>>>>>
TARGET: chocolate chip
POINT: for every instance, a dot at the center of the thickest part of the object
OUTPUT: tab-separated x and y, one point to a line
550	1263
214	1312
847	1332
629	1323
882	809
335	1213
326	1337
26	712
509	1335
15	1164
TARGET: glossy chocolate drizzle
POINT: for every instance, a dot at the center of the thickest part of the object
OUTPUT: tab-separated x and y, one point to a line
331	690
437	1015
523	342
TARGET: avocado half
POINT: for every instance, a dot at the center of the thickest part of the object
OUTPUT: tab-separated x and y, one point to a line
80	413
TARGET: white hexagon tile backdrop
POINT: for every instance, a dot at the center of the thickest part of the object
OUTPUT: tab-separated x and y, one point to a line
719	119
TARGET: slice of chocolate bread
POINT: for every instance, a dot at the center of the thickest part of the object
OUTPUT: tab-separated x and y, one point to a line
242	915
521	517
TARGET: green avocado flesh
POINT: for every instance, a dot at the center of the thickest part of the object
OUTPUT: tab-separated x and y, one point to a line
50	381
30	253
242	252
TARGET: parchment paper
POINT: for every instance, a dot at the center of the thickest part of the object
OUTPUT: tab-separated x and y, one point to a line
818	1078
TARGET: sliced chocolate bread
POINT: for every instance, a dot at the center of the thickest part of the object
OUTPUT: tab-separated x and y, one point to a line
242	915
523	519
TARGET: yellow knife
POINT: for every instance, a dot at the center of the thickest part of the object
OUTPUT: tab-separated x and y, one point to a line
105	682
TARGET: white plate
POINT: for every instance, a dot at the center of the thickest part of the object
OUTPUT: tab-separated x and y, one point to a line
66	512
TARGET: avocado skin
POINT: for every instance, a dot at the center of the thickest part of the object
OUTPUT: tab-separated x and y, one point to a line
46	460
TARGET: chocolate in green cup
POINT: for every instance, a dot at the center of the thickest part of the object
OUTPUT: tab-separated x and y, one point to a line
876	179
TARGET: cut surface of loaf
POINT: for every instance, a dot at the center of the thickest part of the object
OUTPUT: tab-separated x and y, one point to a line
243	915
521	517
<<<<<
>>>>>
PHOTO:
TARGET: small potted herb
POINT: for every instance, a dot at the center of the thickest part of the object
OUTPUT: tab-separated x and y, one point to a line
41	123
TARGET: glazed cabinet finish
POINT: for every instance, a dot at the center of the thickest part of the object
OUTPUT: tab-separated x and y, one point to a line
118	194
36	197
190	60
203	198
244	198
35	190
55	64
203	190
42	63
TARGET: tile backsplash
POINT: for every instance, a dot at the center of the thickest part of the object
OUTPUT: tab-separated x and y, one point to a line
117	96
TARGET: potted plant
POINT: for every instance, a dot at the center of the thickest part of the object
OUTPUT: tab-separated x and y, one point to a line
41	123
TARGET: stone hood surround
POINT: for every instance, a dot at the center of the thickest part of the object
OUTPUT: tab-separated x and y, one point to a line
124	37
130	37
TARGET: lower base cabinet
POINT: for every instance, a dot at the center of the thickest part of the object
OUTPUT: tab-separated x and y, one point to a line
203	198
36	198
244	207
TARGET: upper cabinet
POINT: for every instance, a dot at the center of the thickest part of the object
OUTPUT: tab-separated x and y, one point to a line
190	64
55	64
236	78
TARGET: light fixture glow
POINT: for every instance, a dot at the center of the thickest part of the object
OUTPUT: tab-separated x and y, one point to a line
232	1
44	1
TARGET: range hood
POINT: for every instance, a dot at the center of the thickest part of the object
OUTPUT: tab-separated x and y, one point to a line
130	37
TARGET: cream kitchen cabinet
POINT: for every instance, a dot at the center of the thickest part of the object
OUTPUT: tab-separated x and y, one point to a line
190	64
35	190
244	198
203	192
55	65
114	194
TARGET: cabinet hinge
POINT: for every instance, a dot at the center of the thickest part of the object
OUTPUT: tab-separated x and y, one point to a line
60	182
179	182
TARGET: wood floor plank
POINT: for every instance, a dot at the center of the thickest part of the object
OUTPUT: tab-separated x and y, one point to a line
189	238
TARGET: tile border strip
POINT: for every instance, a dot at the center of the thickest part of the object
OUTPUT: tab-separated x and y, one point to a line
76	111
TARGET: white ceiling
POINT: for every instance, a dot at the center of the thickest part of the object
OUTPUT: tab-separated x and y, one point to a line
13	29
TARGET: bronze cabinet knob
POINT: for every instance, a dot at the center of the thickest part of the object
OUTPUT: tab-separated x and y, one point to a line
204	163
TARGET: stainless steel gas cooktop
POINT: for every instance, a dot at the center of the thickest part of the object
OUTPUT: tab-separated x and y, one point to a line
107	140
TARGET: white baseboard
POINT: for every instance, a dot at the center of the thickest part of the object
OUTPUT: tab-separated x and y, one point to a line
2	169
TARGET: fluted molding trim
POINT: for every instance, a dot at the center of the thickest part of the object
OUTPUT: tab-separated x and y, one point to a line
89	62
<<<<<
▶ [Problem to work on]
Collect the complete line wherever the string "hood" appears in the records.

▶ [Expected answer]
TARGET: stone hood surround
TARGET: range hood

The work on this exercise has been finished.